* Parts of the exercise *
A. Give, in order of first appearance, each distinct username that signs a post in the McDonald's comment thread.
B. Carry on the McDonald's comment thread from its final post, keeping the same joking tone.

McDonald’s new special sauce met with widespread public approval, until the organic methods of manufacture were revealed.

rosscoact 4:24 pm
22 Apr 12
#17

Hold the mayo

Pork Hunt 4:54 pm
22 Apr 12
#18

Welcome to McDonalds sir, what’s the big occasion?

I-filed 5:09 pm
22 Apr 12
#19

Nudie Juice rep taking his job seriously

Dilandach 5:21 pm
22 Apr 12
#20

“Kony has his own meltdown over the Kony2012 video campaign”

=========

“McDonalds takes its customer safety seriously. Please remove all metal objects, electronic devices, clothes and inhibitions before passing into the ordering area.”

Holden Caulfield 5:46 pm
22 Apr 12
#21

Would you like to upsize that, sir?

Holden Caulfield 5:58 pm
22 Apr 12
#22

This is a stick up. Don’t move or I’ll shoot!

goggles13 6:12 pm
22 Apr 12
#23

“two all beef patties, special sauce, pickles, onion and mayo on a sesame seed bun” that makes a big mac

Mr Evil 6:30 pm
22 Apr 12
#24

“Excuse me, can I please see the manager? I’d like to complain about the size of my Double Choc Fudge McFlurry.”

* Supplied data *
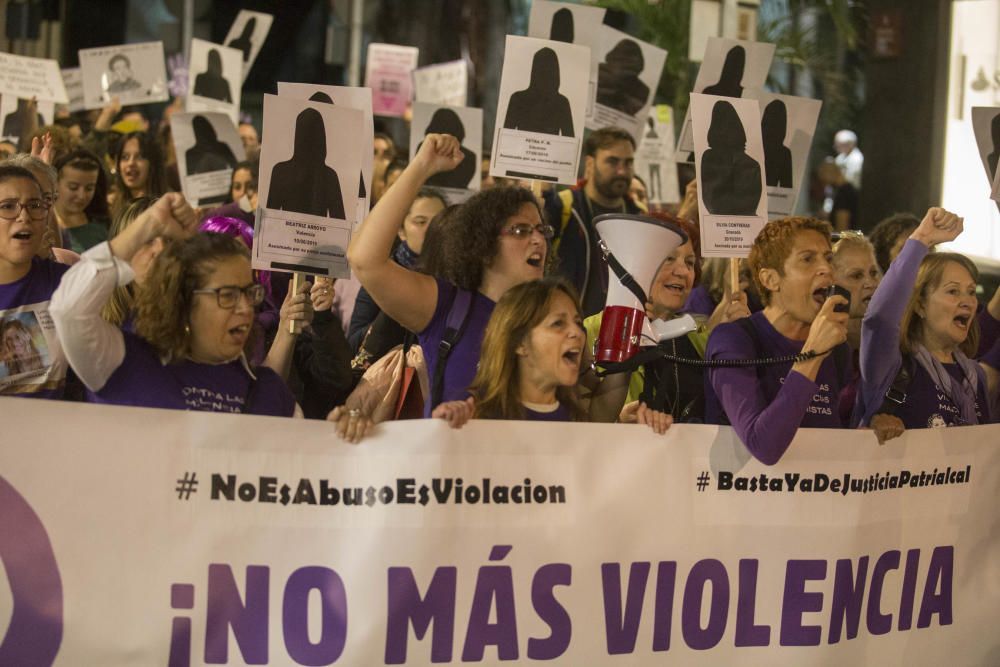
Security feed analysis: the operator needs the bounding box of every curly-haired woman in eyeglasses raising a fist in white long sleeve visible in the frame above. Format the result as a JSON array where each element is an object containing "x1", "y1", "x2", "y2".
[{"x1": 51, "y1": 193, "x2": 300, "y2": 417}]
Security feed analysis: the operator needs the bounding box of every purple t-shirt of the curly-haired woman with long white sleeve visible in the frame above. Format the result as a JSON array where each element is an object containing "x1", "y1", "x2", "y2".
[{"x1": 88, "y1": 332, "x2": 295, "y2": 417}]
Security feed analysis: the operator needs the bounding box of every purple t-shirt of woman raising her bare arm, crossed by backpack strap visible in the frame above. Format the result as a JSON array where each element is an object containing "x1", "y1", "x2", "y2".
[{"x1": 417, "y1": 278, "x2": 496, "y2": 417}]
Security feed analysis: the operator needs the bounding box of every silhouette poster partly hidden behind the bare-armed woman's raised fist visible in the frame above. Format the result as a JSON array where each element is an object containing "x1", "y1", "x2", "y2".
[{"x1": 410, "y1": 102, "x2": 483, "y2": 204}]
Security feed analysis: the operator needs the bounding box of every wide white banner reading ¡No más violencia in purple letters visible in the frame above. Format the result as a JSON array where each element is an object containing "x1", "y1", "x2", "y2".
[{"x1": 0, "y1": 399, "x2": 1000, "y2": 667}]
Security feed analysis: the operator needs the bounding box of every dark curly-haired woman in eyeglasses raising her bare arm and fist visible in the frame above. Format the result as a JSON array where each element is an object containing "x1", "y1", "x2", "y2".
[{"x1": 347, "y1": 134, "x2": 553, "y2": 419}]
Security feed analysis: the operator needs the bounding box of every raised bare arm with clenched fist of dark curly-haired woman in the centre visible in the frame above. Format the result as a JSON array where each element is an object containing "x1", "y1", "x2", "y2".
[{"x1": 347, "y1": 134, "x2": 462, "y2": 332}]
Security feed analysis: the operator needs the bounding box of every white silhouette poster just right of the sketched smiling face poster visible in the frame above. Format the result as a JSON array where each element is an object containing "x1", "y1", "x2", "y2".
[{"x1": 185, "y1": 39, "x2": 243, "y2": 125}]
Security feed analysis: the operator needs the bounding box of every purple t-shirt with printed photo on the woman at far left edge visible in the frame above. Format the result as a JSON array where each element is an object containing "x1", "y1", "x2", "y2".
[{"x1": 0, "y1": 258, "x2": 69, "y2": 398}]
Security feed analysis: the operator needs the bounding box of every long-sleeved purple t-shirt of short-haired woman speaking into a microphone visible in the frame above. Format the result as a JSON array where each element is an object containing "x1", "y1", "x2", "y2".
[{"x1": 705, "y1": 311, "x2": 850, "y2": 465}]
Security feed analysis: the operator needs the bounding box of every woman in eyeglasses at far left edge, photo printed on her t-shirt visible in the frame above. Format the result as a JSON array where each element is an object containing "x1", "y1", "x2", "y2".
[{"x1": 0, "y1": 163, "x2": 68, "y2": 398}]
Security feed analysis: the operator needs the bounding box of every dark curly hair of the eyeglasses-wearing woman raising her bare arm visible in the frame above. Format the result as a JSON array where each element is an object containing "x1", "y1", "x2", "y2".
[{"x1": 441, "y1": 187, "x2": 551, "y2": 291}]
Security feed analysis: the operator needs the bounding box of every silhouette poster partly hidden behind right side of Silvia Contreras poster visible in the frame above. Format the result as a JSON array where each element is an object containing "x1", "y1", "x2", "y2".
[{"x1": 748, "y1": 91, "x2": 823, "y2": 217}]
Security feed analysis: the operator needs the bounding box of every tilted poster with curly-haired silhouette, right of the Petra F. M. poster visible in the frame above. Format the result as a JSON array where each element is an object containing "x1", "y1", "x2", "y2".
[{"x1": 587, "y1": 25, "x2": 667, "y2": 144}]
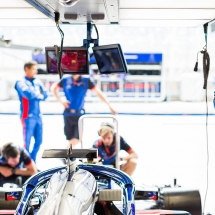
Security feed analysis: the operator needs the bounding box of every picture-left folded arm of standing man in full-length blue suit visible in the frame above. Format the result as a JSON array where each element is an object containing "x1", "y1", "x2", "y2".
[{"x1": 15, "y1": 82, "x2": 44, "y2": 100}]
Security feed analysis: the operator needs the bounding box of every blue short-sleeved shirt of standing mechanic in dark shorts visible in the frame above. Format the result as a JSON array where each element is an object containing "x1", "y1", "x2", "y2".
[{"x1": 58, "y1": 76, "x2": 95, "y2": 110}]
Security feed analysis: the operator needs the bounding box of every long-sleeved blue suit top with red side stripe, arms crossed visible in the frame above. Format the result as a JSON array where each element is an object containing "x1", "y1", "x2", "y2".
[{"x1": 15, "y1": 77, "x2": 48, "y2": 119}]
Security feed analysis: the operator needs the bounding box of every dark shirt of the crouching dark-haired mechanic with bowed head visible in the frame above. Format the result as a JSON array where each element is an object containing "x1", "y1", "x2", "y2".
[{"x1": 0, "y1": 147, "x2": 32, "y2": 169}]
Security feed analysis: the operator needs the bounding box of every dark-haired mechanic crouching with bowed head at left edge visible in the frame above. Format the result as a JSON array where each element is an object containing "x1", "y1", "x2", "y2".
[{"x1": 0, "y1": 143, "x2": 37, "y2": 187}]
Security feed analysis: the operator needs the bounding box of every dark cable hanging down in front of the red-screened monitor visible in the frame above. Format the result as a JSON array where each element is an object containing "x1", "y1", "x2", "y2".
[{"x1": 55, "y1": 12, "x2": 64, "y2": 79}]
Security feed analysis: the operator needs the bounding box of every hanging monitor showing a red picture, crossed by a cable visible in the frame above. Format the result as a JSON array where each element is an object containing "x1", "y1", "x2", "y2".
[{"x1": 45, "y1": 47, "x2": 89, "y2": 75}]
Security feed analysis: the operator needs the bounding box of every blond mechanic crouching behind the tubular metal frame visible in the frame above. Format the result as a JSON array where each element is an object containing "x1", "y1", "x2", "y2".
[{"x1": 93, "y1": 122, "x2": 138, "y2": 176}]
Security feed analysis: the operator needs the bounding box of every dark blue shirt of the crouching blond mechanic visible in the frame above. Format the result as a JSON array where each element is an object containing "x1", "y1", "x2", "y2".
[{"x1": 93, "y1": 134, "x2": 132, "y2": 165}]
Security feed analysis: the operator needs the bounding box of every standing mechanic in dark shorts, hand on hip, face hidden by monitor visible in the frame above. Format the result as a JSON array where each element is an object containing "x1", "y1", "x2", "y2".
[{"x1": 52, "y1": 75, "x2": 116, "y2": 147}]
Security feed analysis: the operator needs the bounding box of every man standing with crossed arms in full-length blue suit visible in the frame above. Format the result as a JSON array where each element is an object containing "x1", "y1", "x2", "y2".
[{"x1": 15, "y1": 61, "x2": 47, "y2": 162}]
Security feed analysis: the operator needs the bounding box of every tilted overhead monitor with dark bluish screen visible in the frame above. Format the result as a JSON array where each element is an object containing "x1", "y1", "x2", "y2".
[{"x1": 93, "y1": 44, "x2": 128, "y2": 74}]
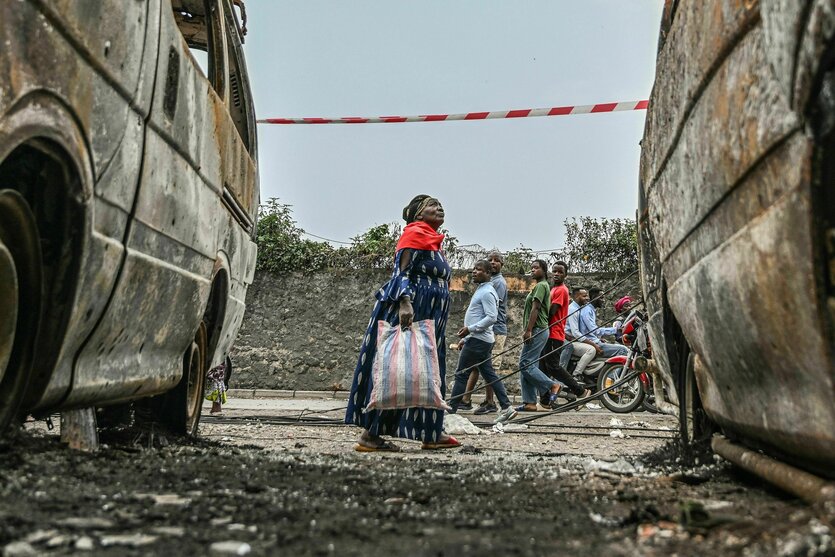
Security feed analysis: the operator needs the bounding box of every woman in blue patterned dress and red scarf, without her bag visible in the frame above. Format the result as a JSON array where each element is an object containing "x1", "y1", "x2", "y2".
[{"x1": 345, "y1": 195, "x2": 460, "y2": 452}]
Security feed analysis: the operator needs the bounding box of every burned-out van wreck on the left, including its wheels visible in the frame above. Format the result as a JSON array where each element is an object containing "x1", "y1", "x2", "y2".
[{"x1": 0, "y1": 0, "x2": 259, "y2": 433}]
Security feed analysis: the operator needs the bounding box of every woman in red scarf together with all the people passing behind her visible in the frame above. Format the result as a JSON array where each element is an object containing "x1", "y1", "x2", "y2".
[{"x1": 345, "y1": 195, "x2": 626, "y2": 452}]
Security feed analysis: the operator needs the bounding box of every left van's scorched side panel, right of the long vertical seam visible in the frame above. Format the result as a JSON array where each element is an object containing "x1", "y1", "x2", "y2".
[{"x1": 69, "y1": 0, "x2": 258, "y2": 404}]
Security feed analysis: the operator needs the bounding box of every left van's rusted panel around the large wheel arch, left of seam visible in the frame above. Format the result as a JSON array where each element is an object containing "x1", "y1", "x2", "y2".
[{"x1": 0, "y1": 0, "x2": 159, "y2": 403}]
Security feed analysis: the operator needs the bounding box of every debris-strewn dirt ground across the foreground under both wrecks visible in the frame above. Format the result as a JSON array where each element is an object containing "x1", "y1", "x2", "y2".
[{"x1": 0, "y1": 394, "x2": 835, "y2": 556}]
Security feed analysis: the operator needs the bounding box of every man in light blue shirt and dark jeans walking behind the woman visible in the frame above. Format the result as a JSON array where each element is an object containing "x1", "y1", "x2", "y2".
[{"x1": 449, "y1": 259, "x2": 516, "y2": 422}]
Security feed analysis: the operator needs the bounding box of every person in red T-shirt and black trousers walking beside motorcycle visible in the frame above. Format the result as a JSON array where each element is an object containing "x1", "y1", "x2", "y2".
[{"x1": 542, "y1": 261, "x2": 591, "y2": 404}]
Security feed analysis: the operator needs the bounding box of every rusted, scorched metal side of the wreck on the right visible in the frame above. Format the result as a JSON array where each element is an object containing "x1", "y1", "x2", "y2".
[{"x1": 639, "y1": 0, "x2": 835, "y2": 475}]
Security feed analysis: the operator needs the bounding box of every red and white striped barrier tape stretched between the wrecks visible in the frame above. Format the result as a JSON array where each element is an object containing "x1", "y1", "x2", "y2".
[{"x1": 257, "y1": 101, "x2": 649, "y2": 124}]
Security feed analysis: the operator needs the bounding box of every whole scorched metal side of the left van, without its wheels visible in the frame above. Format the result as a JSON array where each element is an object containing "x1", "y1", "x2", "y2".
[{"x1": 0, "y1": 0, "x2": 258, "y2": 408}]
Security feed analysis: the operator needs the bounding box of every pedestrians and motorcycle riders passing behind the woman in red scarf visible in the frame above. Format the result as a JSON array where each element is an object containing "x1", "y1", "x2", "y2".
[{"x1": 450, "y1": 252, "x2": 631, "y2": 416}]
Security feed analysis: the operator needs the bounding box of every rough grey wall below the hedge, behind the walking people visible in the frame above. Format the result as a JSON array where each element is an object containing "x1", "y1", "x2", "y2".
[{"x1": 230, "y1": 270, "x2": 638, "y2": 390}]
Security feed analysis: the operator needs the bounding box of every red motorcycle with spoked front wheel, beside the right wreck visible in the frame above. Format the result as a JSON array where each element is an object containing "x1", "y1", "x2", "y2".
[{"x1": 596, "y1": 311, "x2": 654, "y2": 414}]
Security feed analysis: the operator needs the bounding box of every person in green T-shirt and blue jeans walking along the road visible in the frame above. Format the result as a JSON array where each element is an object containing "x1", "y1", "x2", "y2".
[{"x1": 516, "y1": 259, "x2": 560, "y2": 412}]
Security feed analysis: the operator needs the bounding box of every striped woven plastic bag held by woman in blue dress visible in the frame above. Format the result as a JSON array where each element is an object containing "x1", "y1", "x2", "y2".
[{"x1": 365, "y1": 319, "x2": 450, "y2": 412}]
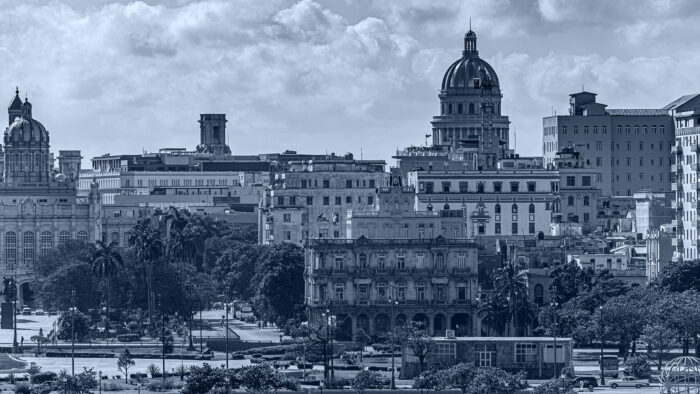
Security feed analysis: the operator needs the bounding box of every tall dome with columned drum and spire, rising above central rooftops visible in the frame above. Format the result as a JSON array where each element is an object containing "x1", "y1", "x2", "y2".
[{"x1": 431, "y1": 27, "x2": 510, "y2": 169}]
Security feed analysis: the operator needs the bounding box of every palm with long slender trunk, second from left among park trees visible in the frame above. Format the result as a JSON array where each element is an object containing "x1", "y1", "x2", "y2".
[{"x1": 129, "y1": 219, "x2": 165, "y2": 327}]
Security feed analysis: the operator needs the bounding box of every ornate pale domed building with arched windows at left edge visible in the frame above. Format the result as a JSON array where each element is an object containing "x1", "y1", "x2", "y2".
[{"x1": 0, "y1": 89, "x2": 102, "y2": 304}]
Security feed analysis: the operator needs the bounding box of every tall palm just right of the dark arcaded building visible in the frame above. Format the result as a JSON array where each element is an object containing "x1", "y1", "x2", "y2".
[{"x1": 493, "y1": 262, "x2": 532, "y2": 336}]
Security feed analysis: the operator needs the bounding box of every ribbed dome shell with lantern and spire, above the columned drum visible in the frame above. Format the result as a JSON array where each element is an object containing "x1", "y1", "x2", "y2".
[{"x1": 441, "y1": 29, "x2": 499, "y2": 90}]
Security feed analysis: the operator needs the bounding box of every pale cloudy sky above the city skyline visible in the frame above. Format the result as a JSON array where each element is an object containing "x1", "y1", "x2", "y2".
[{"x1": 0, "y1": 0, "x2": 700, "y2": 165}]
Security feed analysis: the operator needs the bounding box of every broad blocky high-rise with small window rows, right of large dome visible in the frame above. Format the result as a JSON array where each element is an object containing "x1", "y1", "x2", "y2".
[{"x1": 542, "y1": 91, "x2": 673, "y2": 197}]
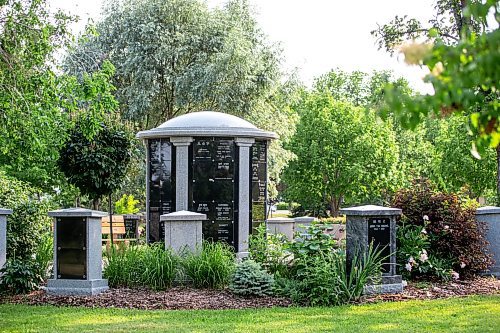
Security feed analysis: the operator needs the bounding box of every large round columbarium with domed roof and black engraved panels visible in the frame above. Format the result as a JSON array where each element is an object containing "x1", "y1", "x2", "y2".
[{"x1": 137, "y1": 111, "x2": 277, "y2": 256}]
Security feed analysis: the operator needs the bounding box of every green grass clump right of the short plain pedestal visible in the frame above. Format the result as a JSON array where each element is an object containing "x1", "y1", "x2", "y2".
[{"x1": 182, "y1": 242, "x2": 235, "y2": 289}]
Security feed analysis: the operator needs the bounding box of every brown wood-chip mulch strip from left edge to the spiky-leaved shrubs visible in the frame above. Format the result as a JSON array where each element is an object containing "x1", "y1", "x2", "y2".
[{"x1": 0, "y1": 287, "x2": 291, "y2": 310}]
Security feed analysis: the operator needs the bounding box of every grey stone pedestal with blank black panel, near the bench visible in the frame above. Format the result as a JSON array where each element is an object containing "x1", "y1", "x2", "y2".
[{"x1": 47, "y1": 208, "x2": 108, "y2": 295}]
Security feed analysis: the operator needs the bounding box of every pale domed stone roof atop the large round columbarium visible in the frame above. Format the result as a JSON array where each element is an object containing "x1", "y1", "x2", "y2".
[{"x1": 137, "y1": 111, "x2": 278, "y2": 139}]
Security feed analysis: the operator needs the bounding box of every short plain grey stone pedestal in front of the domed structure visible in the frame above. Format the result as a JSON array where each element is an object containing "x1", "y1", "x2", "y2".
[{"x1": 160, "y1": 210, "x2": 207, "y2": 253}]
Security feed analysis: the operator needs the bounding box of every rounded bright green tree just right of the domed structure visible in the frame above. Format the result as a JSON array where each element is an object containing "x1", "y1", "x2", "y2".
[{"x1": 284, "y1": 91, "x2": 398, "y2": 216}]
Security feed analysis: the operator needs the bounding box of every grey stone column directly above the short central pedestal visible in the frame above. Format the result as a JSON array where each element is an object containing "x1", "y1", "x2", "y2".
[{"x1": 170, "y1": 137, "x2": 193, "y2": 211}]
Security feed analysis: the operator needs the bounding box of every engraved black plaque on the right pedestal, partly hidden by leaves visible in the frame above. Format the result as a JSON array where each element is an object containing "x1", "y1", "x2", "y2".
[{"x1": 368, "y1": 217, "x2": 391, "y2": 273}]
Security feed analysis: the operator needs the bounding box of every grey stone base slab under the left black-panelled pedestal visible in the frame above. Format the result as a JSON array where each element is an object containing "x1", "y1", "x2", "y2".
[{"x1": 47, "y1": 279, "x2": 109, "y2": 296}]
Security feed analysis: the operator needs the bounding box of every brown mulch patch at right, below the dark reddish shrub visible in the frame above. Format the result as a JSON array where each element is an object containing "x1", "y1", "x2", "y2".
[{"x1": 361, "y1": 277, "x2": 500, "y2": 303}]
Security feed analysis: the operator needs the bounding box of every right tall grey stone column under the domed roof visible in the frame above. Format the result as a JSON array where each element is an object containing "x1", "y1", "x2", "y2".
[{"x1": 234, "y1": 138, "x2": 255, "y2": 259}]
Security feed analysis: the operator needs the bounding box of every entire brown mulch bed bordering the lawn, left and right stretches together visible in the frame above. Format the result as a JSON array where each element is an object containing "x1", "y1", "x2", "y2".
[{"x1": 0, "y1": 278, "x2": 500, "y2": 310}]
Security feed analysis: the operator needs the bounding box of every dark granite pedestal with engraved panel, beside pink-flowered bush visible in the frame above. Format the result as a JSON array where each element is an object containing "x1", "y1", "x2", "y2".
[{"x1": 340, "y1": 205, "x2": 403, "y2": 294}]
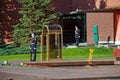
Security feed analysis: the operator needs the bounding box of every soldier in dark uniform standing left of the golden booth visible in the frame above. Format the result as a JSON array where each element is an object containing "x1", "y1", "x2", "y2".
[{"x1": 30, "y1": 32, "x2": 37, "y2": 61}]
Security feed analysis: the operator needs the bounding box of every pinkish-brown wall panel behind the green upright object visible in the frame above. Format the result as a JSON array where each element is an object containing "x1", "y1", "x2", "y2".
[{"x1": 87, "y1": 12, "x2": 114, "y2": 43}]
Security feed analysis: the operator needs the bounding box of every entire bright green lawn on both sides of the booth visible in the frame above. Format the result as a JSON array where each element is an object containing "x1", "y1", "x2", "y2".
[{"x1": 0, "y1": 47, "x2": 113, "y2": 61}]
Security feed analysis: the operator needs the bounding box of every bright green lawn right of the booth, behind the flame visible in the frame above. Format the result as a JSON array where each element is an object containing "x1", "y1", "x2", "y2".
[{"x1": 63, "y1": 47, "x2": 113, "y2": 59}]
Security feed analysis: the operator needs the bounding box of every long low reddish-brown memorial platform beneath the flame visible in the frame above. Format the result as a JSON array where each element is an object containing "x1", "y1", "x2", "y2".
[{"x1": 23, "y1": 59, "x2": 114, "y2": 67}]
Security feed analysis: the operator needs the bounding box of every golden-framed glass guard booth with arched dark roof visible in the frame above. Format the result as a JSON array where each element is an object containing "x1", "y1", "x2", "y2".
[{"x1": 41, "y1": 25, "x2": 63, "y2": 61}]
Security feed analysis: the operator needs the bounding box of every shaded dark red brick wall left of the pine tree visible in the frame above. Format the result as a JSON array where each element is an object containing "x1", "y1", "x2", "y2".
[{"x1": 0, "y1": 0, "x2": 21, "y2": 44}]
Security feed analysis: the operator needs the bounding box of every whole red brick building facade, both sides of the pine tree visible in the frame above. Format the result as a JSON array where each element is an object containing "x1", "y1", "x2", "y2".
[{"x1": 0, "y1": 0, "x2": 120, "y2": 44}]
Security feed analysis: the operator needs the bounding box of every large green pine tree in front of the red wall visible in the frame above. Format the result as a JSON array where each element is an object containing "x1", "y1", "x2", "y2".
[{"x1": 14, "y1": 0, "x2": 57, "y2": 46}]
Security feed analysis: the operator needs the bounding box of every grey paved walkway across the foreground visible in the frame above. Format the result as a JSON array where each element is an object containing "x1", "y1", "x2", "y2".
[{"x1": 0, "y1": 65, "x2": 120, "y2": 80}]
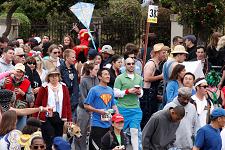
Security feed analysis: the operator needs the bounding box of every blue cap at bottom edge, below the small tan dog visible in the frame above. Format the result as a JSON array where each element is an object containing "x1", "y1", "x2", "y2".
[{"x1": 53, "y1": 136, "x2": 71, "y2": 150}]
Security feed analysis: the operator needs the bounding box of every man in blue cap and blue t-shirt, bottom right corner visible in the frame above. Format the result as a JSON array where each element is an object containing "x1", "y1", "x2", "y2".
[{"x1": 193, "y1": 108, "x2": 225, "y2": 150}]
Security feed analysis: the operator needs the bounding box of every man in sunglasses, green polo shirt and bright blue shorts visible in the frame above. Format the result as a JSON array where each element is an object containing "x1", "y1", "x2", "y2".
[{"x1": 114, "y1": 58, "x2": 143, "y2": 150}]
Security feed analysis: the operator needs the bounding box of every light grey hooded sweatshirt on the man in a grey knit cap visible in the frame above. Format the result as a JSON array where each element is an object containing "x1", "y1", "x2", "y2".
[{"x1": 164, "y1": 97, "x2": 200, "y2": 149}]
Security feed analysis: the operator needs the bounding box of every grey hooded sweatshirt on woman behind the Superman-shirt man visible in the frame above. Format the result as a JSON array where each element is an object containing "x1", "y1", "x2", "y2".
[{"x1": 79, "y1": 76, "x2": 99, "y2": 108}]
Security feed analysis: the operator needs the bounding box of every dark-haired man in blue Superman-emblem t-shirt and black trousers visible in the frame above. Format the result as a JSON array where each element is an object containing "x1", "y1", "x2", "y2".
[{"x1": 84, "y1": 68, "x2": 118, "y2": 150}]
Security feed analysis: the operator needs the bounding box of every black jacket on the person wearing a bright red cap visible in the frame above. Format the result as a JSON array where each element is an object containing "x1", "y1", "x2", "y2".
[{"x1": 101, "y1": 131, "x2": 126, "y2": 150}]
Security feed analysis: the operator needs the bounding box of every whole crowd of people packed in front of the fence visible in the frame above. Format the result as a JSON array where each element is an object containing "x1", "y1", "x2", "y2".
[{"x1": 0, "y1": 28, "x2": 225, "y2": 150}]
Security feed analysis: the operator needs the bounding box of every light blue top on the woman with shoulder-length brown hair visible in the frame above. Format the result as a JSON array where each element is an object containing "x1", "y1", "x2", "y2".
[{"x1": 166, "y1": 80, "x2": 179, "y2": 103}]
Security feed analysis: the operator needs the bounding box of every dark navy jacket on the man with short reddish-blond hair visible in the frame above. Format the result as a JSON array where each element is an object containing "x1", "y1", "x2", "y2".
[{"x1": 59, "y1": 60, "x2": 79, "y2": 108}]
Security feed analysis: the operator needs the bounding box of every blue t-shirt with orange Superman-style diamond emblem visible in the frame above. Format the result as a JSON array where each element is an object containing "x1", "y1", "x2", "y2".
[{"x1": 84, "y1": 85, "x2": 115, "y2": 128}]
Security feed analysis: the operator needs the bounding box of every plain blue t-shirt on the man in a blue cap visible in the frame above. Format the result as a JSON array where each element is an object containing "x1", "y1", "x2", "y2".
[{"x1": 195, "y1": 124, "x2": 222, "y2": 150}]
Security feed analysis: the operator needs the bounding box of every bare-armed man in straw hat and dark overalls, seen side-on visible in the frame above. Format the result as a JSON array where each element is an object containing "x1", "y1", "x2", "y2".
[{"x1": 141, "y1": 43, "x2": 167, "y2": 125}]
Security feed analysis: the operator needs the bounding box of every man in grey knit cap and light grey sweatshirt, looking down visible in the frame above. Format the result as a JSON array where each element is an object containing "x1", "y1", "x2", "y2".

* Answers for the exercise *
A. rosscoact, Pork Hunt, I-filed, Dilandach, Holden Caulfield, goggles13, Mr Evil

B.
or

“Jesus, this bench top is really cold!”

Marquis-boy 6:43 pm
22 Apr 12
#25

I thought “open 24 hours” means “never clothed”.

nobody 6:53 pm
22 Apr 12
#26

Don’t judge a book by its cover.

PrinceOfAles 7:16 pm
22 Apr 12
#27

New improved Grand Angus….Now with extra pickle.

Shinigami_Josh 7:38 pm
22 Apr 12
#28

That’s the last time i fall asleep in hancock…

taninaus 7:45 pm
22 Apr 12
#29

I’m sexy and I know it – wiggle, wiggle, wiggle

Holden Caulfield 8:00 pm
22 Apr 12
#30

goggles13 said :

“two all beef patties, special sauce, pickles, onion and mayo on a sesame seed bun” that makes a big mac

I think they can hold the special sauce.